**TEXT SECTION:**
M. Elizabeth Gardiner, Plaintiff-appellant, v. United States of America, Defendant-appellee, 536 F.2d 903 (10th Cir. 1976)Annotate this Case
J. Jay Bullock, Salt Lake City, Utah, for plaintiff-appellant.
Dennis M. Donohue, Atty., Tax Div., Dept. of Justice, Washington, D.C. (Scott P. Crampton, Asst. Atty. Gen., Gilbert E. Andrews and Elmer J. Kelsey, Attys., Tax Div., Dept. of Justice, Washington, D.C., and Ramon M. Child, U.S. Atty., Salt Lake City, Utah, on the brief), for defendant-appellee.
Before HILL, SETH and DOYLE, Circuit Judges.
DOYLE, Circuit Judge.
This is a so-called income tax refund action in which the plaintiff-taxpayer sought recovery of allegedly erroneously or illegally paid taxes. The claim involves the tax years 1964, 1965 and 1966, and the amount in controversy is $7,846 together with interest. The claim was filed on September 6, 1973, and on April 15, 1974, the action in district court was filed. Thereafter, on March 7, 1975, the district court entered judgment in favor of the government. 391 F. Supp. 1202 (D. Utah 1975). Thereupon, a notice of appeal was filed and the appeal has now been perfected.

**DATA ROWS:**
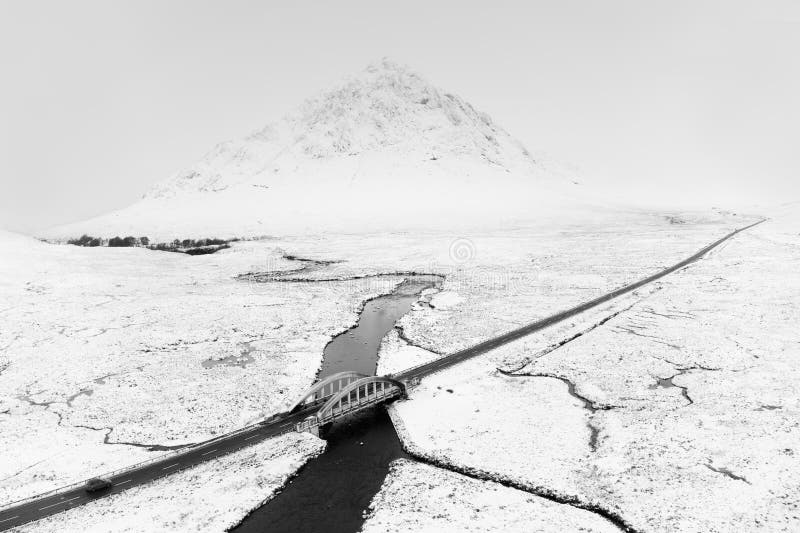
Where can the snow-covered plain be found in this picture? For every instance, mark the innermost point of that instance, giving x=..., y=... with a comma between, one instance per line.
x=418, y=497
x=211, y=497
x=107, y=351
x=156, y=348
x=674, y=409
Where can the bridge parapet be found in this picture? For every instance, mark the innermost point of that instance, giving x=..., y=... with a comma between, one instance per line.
x=324, y=389
x=364, y=392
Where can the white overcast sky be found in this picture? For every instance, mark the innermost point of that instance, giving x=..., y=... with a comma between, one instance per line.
x=663, y=102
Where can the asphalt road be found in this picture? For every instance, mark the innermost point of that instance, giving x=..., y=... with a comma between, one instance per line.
x=55, y=503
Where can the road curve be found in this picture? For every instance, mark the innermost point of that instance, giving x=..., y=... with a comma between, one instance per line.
x=52, y=503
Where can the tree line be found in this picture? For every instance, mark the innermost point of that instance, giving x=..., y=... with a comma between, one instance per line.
x=190, y=246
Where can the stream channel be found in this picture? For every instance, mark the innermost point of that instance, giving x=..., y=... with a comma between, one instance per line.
x=331, y=493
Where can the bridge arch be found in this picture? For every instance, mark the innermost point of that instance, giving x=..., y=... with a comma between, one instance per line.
x=367, y=390
x=326, y=388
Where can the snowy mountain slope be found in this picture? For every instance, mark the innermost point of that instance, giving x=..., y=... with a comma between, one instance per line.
x=384, y=150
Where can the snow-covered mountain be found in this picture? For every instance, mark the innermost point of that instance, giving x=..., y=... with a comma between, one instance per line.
x=383, y=150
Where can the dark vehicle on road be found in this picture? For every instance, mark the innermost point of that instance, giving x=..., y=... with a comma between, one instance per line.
x=96, y=484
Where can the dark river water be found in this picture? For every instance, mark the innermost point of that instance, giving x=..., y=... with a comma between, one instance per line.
x=332, y=492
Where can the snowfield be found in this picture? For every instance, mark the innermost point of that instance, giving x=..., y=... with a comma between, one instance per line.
x=210, y=497
x=417, y=497
x=672, y=409
x=106, y=352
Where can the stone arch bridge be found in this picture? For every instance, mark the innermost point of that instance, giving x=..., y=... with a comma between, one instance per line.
x=344, y=393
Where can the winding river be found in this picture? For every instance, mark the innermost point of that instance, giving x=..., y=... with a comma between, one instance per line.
x=331, y=493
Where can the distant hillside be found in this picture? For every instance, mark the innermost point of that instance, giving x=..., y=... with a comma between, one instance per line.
x=384, y=150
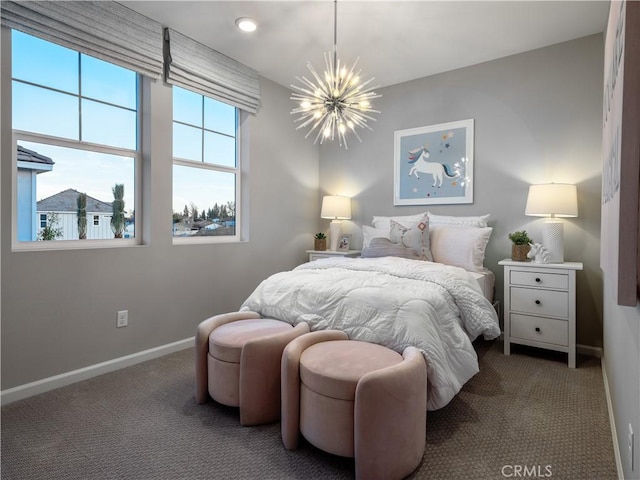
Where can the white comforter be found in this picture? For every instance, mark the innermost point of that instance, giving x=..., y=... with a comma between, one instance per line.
x=391, y=301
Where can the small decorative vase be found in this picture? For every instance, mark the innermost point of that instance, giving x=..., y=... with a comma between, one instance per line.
x=519, y=252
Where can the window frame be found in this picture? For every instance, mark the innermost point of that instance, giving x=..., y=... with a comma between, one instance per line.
x=18, y=135
x=237, y=171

**GIVEN REQUEST 1:** Print the tax refund opinion between "Dennis M. Donohue, Atty., Tax" and "DOYLE, Circuit Judges.", inclusive.
**GIVEN REQUEST 2:** Write the next part of the tax refund opinion, starting after its final sentence.
The data has no connection to the tax refund opinion.

**EXERCISE ANSWER 1:**
Dennis M. Donohue, Atty., Tax Div., Dept. of Justice, Washington, D.C. (Scott P. Crampton, Asst. Atty. Gen., Gilbert E. Andrews and Elmer J. Kelsey, Attys., Tax Div., Dept. of Justice, Washington, D.C., and Ramon M. Child, U.S. Atty., Salt Lake City, Utah, on the brief), for defendant-appellee.
Before HILL, SETH and DOYLE, Circuit Judges.

**EXERCISE ANSWER 2:**
The problem arises out of the taxpayer's failure to deduct allowable depreciation for the years 1964, 1965 and 1966.
In the year 1963 the taxpayer purchased property which was subject to depreciation under Section 167 of the Internal Revenue Code of 1954. Notwithstanding that depreciation was allowable, plaintiff, in the tax years 1964, 1965 and 1966, did not claim depreciation deductions with respect to the property. (In subsequent years she did claim depreciation.) She filed her income tax returns for these years and paid taxes amounting to $2,661 for 1964; $4,858 for 1965; and $4,966 for 1966. When she sold the property in 1971 she did not reduce the basis by the depreciation which was allowed but not claimed for the years 1964, 1965 and 1966. As she figured it, she had a loss in the amount of $3,346.84. In the recomputation of the transaction the IRS determined that the sale of the property produced a taxable gain rather than a loss. It reached this conclusion by adding depreciation allowance of $7,586.79 for each of the years 1964, 1965 and 1966. As a result of the reduction of the basis by the inclusion of depreciation for these years, there resulted a taxable gain in the amount of $19,413.53. Appellant paid additional income tax as a result of the adjustment by the Internal Revenue Service.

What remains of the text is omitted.